• _Aim of the exercise_
According to the forum post on GPU overclock stability below, what new method does the poster use to check that an overclock is stable?

• _Text block_
Advanced search

Message boards : Number crunching : Ensuring GPU Overclock Stability

Author Message
Jacob Klein
Send message
Joined: 11 Oct 08
Posts: 1067
Credit: 1,146,403,839
RAC: 1,089,717
Level
Met
Scientific publications
watwatwatwatwatwatwatwatwatwatwatwatwatwatwatwatwatwatwatwatwat
Message 43617 - Posted: 28 May 2016 | 9:45:33 UTC
Last modified: 28 May 2016 | 9:51:59 UTC

I recently discovered a new tool that has helped me to ensure that my Overclock is stable, and I wanted to share the info. I have tried many tools to ensure a stable GPU overclock, but the following are the best I've come across, including the 3rd new one! Read on :)

Previously, my 2 tools were the following (which I still recommend!):
- Run the Heaven benchmark, at maximum resolution and Antialiasing and tessellation, full-screen, overnight. If it crashes or leaves leaves a TDR .dmp in C:\Windows\LiveKernelReports\WATCHDOG, then the overclock is unstable
- Run GPUGrid tasks, and inspect the results on the web; even look at the successful ones; if any task ever says "The simulation has become unstable", then the overclock is unstable

My new tool is to continuously run a complex PrimeGrid Genefer OpenCL calculation.

Specifically:
- Download the latest PrimeGrid Genefer OpenCL app
(current version is: http://www.primegrid.com/download/primegrid_genefer_3_3_1_3.13_windows_intelx86__OCLcudaGFNWR.exe)

• _Listed records_
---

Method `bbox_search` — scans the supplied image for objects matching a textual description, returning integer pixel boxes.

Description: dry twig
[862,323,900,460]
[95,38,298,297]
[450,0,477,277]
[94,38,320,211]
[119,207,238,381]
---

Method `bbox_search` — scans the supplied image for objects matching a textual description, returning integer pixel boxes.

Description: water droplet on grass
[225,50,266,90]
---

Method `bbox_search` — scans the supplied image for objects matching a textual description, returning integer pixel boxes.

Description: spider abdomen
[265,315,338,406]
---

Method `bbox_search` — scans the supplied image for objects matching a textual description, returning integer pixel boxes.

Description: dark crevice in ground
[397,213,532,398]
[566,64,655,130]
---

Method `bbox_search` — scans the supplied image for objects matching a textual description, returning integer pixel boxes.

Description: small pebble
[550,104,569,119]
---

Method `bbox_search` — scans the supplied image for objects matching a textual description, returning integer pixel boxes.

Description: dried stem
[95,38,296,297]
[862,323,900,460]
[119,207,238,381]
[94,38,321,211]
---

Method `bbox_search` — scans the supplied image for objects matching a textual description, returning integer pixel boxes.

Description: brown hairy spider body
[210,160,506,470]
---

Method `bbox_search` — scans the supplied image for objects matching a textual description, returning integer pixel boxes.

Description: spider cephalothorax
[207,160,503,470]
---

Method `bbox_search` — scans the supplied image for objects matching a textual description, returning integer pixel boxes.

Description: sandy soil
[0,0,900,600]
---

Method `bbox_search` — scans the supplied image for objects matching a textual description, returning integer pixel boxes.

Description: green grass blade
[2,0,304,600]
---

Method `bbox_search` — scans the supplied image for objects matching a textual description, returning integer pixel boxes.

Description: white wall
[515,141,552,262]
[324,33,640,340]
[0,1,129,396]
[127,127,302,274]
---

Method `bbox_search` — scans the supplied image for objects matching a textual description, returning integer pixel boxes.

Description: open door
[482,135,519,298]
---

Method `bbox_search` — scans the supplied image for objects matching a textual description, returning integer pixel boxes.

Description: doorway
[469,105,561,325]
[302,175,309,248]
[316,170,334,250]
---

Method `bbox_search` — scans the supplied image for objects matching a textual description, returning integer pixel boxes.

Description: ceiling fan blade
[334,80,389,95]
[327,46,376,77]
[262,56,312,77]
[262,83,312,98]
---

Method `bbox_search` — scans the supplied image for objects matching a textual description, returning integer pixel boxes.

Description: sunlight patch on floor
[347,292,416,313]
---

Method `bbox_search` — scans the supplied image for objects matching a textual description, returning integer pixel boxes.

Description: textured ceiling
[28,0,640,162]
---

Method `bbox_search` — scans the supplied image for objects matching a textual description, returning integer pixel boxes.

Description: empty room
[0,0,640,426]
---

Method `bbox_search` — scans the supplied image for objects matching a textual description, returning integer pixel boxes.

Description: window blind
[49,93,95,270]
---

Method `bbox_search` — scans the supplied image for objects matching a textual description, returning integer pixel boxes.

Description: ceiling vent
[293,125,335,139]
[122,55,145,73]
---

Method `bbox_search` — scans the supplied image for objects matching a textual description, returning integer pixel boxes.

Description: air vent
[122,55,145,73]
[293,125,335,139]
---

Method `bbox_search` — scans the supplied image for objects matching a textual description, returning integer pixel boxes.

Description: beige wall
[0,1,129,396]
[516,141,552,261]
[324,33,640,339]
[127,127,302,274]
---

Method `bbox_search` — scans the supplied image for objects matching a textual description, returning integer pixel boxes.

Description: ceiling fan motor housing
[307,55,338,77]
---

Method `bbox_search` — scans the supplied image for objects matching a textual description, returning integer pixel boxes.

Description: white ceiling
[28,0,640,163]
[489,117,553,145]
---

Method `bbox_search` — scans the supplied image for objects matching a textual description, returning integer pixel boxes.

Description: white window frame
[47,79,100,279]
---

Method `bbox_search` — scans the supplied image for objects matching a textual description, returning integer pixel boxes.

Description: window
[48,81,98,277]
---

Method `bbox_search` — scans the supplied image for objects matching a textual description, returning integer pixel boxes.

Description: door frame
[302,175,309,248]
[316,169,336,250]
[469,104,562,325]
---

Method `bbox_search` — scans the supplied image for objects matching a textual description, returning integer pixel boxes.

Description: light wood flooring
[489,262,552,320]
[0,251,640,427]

• _Solution for this task_
Continuously running a complex PrimeGrid Genefer OpenCL calculation.